Set exercise:
Pick out each line below that contains the word "sofa" and copy it in full.

Raw data:
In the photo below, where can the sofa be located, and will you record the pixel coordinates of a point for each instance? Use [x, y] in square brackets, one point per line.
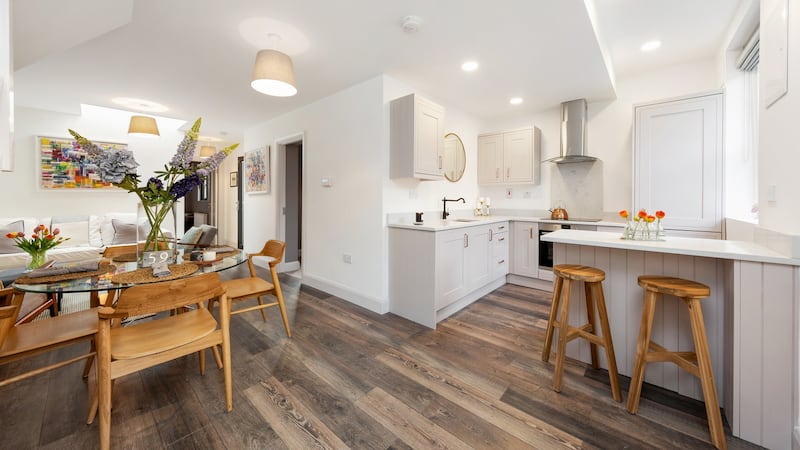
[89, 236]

* * *

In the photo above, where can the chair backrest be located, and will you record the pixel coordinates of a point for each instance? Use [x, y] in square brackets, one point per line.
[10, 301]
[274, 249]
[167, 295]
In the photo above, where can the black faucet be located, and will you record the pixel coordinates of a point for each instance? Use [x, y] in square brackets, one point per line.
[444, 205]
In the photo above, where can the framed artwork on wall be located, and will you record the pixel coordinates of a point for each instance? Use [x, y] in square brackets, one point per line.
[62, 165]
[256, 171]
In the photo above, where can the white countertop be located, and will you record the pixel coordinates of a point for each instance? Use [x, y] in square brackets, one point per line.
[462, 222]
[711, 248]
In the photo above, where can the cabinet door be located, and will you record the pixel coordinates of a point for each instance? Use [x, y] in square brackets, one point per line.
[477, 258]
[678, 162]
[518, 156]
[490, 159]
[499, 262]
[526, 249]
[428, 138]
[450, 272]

The result:
In the photo below, where can the sofa be located, and will you record the pixel coordinates of a point for each instance? Use [x, y] in square brackets, one point per line.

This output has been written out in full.